# Written problem:
Starting with the line that contains "For each instance of the red stem", reproduce each line through the end of the listing below, with no other output.
--- Start of Rows ---
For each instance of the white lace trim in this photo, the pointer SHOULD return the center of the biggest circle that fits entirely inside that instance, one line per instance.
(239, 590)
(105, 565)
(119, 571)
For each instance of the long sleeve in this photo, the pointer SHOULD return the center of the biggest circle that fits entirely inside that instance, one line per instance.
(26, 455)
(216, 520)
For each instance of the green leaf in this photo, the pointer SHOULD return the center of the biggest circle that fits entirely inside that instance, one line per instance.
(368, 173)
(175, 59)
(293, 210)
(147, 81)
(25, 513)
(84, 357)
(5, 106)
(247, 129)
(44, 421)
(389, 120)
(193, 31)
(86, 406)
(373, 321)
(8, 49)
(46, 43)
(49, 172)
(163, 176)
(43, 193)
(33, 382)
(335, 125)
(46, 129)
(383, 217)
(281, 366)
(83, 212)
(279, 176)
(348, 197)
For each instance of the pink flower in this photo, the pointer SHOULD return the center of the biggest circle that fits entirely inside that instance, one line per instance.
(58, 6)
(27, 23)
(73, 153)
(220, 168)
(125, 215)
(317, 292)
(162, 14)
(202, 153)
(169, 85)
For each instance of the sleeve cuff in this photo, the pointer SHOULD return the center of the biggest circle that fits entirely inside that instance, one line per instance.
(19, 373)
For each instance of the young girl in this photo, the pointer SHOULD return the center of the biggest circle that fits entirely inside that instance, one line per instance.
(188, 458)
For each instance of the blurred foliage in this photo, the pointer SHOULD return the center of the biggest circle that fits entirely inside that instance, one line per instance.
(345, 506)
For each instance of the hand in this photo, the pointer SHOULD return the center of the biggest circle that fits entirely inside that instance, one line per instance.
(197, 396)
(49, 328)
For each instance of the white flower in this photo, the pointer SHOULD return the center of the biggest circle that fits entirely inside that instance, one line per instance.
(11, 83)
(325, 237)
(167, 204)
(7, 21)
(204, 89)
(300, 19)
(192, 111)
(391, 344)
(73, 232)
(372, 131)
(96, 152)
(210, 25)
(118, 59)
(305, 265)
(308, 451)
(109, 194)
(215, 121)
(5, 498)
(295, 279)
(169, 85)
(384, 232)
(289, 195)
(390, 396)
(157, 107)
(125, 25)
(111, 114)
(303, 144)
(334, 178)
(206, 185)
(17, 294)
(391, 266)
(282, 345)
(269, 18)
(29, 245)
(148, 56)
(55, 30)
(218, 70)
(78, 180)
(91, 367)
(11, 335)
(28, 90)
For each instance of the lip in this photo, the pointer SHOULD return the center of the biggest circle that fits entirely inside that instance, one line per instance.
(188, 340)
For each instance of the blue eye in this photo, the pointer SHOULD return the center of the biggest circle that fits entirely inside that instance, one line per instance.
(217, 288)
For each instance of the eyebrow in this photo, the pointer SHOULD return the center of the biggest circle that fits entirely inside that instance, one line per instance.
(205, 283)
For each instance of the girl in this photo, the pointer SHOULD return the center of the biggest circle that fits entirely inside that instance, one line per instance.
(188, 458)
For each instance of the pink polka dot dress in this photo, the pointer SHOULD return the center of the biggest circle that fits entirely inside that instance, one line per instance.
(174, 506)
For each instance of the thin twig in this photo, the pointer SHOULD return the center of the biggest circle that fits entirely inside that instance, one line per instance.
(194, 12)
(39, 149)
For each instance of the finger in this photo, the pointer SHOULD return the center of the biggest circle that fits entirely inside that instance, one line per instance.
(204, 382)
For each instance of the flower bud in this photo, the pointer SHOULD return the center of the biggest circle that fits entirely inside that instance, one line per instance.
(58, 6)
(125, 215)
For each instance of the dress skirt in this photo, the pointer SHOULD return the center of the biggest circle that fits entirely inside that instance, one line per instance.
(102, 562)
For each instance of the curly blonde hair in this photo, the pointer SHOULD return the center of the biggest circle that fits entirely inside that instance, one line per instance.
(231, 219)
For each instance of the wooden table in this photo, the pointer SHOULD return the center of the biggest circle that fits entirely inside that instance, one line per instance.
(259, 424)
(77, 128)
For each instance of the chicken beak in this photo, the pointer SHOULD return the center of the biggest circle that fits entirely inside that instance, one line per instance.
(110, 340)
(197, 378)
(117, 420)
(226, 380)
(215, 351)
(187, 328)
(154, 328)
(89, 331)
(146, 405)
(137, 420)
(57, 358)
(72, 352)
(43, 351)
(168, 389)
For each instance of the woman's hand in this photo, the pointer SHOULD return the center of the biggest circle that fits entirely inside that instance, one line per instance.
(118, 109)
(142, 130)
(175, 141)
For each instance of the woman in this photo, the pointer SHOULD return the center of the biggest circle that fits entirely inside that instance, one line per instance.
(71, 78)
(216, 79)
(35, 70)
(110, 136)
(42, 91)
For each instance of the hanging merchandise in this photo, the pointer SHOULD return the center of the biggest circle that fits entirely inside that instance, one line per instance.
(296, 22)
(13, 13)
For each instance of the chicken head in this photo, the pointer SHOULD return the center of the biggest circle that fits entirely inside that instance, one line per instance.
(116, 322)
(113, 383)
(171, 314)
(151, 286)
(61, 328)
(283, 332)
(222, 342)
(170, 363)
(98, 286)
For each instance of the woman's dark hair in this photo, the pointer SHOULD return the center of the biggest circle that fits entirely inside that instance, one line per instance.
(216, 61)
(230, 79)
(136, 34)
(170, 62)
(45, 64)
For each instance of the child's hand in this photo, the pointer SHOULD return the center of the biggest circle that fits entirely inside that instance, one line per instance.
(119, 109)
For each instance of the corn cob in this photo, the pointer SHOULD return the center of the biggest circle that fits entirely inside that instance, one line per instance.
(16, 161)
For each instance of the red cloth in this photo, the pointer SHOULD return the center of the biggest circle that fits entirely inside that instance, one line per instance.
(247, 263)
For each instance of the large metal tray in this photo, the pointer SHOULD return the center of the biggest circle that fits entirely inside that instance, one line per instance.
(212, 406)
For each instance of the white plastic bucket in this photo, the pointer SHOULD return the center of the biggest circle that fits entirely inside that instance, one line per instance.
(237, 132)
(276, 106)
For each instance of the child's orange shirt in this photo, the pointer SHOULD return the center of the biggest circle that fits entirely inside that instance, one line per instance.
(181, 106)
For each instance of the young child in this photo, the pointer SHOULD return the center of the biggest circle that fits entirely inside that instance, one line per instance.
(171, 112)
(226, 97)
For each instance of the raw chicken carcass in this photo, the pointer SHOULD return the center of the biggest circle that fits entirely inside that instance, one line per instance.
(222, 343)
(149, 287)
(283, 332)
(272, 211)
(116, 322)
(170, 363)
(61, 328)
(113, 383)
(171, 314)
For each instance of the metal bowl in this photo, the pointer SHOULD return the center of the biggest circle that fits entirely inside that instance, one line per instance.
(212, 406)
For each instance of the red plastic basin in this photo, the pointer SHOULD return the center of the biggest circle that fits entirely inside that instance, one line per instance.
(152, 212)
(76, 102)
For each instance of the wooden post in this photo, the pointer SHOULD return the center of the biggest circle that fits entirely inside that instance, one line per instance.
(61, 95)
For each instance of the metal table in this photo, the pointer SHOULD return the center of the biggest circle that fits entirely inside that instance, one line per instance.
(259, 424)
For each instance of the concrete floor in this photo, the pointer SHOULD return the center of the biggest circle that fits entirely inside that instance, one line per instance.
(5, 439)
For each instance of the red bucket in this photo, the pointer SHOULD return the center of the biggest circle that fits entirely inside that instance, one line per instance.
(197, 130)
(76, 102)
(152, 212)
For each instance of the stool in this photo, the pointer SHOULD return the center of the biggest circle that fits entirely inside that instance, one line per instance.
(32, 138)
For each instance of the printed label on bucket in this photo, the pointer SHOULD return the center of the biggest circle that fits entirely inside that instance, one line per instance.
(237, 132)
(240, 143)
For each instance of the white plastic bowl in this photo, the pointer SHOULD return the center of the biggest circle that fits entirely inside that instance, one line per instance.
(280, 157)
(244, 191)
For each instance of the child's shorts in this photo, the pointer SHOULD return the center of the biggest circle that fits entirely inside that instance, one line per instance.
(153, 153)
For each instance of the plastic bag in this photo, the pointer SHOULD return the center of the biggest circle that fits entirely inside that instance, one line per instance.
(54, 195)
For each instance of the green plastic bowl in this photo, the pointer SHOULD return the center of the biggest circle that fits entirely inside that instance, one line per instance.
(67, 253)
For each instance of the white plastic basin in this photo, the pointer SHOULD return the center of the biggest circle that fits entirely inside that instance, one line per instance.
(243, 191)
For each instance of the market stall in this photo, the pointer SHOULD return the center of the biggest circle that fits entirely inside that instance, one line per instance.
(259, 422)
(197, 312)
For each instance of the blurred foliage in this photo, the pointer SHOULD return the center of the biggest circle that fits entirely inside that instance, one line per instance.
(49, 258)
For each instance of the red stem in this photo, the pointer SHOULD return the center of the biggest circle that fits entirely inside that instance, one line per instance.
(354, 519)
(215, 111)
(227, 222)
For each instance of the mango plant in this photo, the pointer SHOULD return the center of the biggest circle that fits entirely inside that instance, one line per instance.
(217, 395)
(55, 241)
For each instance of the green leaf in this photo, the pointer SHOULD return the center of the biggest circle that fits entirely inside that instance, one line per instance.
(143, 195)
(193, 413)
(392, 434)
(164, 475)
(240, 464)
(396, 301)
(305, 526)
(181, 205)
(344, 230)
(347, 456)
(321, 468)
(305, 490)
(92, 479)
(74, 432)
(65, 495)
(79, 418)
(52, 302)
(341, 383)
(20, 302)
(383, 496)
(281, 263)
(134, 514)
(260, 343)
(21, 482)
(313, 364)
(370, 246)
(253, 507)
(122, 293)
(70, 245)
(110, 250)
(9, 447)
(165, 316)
--- End of Rows ---
# Exercise answer:
For each instance of the red stem in this photo, the pointer SHOULD return the center of the biggest circle that fits entirely inside that instance, one line per instance.
(354, 519)
(215, 111)
(227, 222)
For each instance of the mango plant in this photo, the pointer SHOULD return the center of the biggest circle that fits entirely inside that instance, one line per instance.
(217, 395)
(55, 241)
For each instance of the green leaf in this photo, the pointer SHOULD return the center of the biggest circle that fits entirely inside that instance, one line per instance.
(143, 195)
(193, 413)
(392, 434)
(164, 475)
(240, 464)
(396, 301)
(305, 526)
(181, 205)
(344, 230)
(347, 456)
(321, 468)
(305, 490)
(92, 479)
(74, 432)
(65, 495)
(79, 418)
(52, 302)
(341, 383)
(20, 302)
(383, 496)
(281, 263)
(134, 514)
(260, 343)
(21, 482)
(313, 364)
(370, 246)
(253, 507)
(122, 293)
(70, 245)
(110, 250)
(9, 447)
(165, 316)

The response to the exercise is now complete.